◆ Requirement 1
Answer these questions from the heroin bust article, one per line:
(a) How many pounds of heroin were seized, and what was their street value?
(b) How many people were indicted?
(c) What position does Kevin Merrill hold?
◆ Requirement 2
Reproduce word for word the part of the heroin bust article that opens with the words containing "Concluding the two-year" and closes with "DEA Field Division.".

◆ Text section
- - - - -

DENVER — Fifteen search warrants served on suspected heroin traffickers last Thursday concludes what authorities say is the largest and most complex heroin bust in the history of the Rocky Mountain region. They seized 273 pounds of heroin worth $40 million on the street.
It was called “Operation Chump Change.” It was a two year-long joint investigation involving the Drug Enforcement Administration Denver Strike Force, IRS Criminal Investigations, Office of the Colorado Attorney General and local law enforcement agencies.
“Let’s not understand by the way the pain suffering and even death that heroin trafficking in Colorado is causing,” U.S. Attorney John Walsh said Wednesday.
In the past five years an estimated 500 Coloradans have died from heroin overdoses. It’s a drug, authorities say, that is strangling communities at epidemic proportions.
And it’s a number state leaders hope declines after the largest heroin bust ever in the Rocky Mountain region.
“By bringing these federal and financial charges, we aim to strangle this drug trafficking organization by depriving it of the oxygen that it needs to survive: Money,” Walsh said.
Concluding the two-year investigation that spanned from the opium poppy fields and heroin labs in Mexico to the distribution cells in Colorado, “Operation Chump Change” also netted 31 pounds of meth, 25 pounds of cocaine, 25 cars, and $2.3 million cash.
“We did make a seizure of over 50 pounds of heroin in one single day and that is a significant amount of heroin for the population size of the front range of Colorado,” said Kevin Merrill, Assistant Special Agent in Charge at the Denver DEA Field Division.
The bust also led to the indictment of 54 people including the main facilitator right here in Denver, a female, and father-son drug kingpins in Mexico. They remain at large.
“They are in Mexico but they cannot hide there,” said Walsh.
“This is just the beginning for us. So if you’re out there doing it, if you’re still part of that organization, it would be prudent to probably stop because we’re not going to,” added Rob Saccone, DEA Denver Strike Force Supervisor.

- - - - -

◆ Data to examine
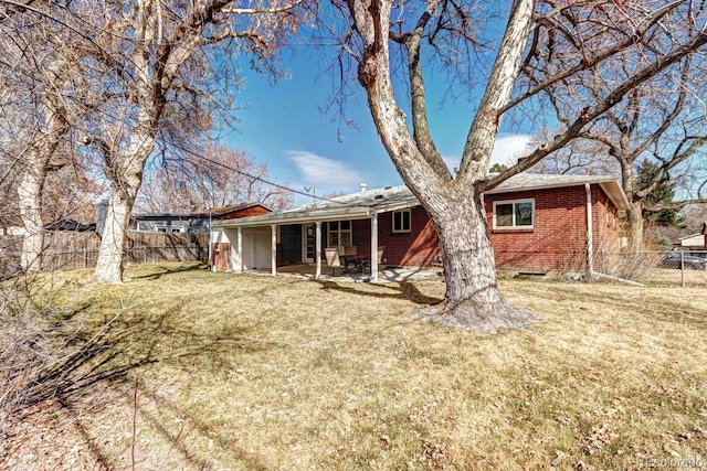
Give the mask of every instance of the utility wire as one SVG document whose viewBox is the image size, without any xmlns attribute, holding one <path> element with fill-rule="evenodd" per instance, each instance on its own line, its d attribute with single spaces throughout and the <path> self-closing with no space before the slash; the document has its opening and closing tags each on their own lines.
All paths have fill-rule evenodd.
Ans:
<svg viewBox="0 0 707 471">
<path fill-rule="evenodd" d="M 175 146 L 175 144 L 171 143 L 171 146 Z M 214 165 L 222 167 L 222 168 L 224 168 L 226 170 L 231 170 L 232 172 L 239 173 L 239 174 L 241 174 L 241 175 L 243 175 L 245 178 L 258 181 L 258 182 L 264 183 L 266 185 L 275 186 L 275 188 L 278 188 L 281 190 L 285 190 L 285 191 L 288 191 L 288 192 L 292 192 L 292 193 L 296 193 L 296 194 L 299 194 L 299 195 L 303 195 L 303 196 L 313 197 L 315 200 L 326 201 L 326 202 L 335 203 L 335 204 L 344 204 L 340 201 L 331 200 L 331 199 L 324 197 L 324 196 L 317 196 L 317 195 L 312 194 L 312 193 L 306 193 L 306 192 L 303 192 L 303 191 L 299 191 L 299 190 L 295 190 L 295 189 L 289 188 L 289 186 L 281 185 L 279 183 L 275 183 L 275 182 L 271 182 L 268 180 L 264 180 L 262 176 L 252 175 L 252 174 L 250 174 L 247 172 L 244 172 L 242 170 L 235 169 L 235 168 L 233 168 L 231 165 L 228 165 L 225 163 L 219 162 L 218 160 L 210 159 L 210 158 L 208 158 L 205 156 L 202 156 L 202 154 L 200 154 L 198 152 L 194 152 L 192 150 L 189 150 L 189 149 L 186 149 L 186 148 L 179 147 L 179 146 L 176 146 L 176 147 L 178 147 L 179 150 L 181 150 L 182 152 L 188 153 L 188 154 L 190 154 L 192 157 L 196 157 L 198 159 L 204 160 L 204 161 L 207 161 L 209 163 L 212 163 Z"/>
</svg>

- - - - -

◆ Exercise solution 1
(a) 273 pounds, worth $40 million
(b) 54
(c) Assistant Special Agent in Charge at the Denver DEA Field Division

◆ Exercise solution 2
Concluding the two-year investigation that spanned from the opium poppy fields and heroin labs in Mexico to the distribution cells in Colorado, “Operation Chump Change” also netted 31 pounds of meth, 25 pounds of cocaine, 25 cars, and $2.3 million cash.
“We did make a seizure of over 50 pounds of heroin in one single day and that is a significant amount of heroin for the population size of the front range of Colorado,” said Kevin Merrill, Assistant Special Agent in Charge at the Denver DEA Field Division.